(Dataset records)
>>>

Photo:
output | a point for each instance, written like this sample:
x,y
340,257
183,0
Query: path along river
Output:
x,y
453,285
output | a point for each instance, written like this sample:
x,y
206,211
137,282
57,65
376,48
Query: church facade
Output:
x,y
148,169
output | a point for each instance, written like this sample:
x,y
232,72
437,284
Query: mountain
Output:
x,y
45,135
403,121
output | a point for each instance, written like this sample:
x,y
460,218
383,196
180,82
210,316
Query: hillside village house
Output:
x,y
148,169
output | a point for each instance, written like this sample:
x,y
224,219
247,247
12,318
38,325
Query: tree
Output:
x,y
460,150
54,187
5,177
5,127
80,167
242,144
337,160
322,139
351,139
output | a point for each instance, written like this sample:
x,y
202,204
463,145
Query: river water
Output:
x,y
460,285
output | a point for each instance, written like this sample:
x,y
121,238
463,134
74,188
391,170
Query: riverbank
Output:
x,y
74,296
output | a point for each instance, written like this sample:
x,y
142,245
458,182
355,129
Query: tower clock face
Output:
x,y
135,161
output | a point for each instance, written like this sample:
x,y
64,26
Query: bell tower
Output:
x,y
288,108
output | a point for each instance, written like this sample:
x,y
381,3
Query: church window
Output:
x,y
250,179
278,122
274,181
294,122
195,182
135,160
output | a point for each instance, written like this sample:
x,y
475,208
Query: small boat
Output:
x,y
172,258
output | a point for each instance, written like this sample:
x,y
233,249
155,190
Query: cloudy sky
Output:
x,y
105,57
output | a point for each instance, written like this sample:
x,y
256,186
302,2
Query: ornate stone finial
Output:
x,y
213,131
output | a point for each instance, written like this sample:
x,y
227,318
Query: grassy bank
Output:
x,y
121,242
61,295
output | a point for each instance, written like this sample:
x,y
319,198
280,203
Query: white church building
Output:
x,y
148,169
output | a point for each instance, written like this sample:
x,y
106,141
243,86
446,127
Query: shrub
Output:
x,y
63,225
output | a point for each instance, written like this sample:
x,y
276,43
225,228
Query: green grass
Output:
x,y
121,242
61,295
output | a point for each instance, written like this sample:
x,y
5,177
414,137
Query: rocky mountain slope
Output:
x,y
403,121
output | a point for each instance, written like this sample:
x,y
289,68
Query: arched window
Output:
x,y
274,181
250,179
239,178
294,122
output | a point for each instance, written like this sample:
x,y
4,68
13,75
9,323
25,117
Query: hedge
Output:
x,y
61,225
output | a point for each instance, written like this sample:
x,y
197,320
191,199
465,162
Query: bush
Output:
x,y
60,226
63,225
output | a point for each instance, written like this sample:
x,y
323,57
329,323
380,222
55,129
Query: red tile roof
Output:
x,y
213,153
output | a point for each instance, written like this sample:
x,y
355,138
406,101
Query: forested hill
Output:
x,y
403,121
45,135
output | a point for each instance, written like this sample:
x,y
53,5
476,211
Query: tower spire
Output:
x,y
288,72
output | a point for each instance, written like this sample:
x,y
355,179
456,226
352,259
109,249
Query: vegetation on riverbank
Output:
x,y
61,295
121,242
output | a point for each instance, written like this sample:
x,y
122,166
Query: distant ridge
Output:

<<<

◆ **EXERCISE INSTRUCTIONS**: Each line of the material should be echoed exactly.

◆ **FULL ANSWER**:
Photo:
output | a point for each instance, written like this sample:
x,y
340,257
183,0
Query: path along river
Output:
x,y
453,285
output | a point for each instance, written like this sample:
x,y
206,211
137,282
57,65
376,48
Query: church facade
Output:
x,y
148,169
output | a point for each instance, written like this sample:
x,y
232,72
437,284
Query: mountain
Output:
x,y
45,135
403,121
output | a point for each instance, written like this sample:
x,y
460,218
383,196
180,82
210,316
Query: hillside village house
Output:
x,y
148,169
output | a point for each instance, written like this sample:
x,y
224,219
247,247
12,318
38,325
Query: tree
Output:
x,y
460,150
54,187
5,177
5,127
80,167
242,144
337,160
322,139
351,139
output | a point for each instance, written like this sample:
x,y
202,204
463,145
Query: river water
Output:
x,y
460,285
output | a point for each instance, written like this sample:
x,y
121,238
463,134
74,188
391,170
Query: riverbank
Output:
x,y
74,296
output | a point for each instance, written like this sample:
x,y
142,245
458,182
355,129
Query: tower clock face
Output:
x,y
135,161
output | a point for each instance, written like this sample:
x,y
64,26
Query: bell tower
Output:
x,y
288,108
output | a point for each instance, written like this sample:
x,y
381,3
Query: church window
Output:
x,y
250,179
278,122
274,181
294,122
195,182
135,160
output | a point for each instance, written like this sample:
x,y
475,208
Query: small boat
Output:
x,y
172,258
output | a point for each instance, written like this sample:
x,y
233,249
155,190
Query: cloudy sky
Output:
x,y
105,57
output | a point for each instance, written like this sample:
x,y
256,186
302,2
Query: ornate stone finial
Output:
x,y
213,131
output | a point for each instance, written like this sample:
x,y
227,318
Query: grassy bank
Output:
x,y
121,242
61,295
output | a point for each instance, written like this sample:
x,y
319,198
280,203
Query: white church building
Output:
x,y
148,169
output | a point for each instance, written like this sample:
x,y
106,141
243,86
446,127
Query: shrub
Output:
x,y
63,225
output | a point for each instance, written like this sample:
x,y
276,43
225,228
Query: green grass
Output:
x,y
121,242
61,295
output | a point for each instance, written like this sample:
x,y
5,177
414,137
Query: rocky mountain slope
Output:
x,y
403,121
output | a point for each instance, written like this sample:
x,y
289,68
Query: arched window
Output:
x,y
274,181
250,179
239,178
294,122
output | a point for each instance, written like this sample:
x,y
4,68
13,75
9,323
25,117
Query: hedge
Output:
x,y
61,225
output | a point for each instance, written like this sample:
x,y
197,320
191,199
465,162
Query: bush
Output:
x,y
60,226
63,225
output | a point for each instance, written like this sample:
x,y
323,57
329,323
380,222
55,129
Query: red tile roof
Output:
x,y
213,153
output | a point for each instance, written like this sample:
x,y
355,138
406,101
Query: forested hill
Output:
x,y
403,121
45,135
output | a point for each instance, written like this sample:
x,y
53,5
476,211
Query: tower spire
Output:
x,y
288,72
output | a point for each instance, written like this sample:
x,y
355,179
456,226
352,259
109,249
Query: vegetation on riverbank
Output:
x,y
61,295
121,242
output | a point for each instance, written like this sample:
x,y
122,166
Query: distant ridge
Output:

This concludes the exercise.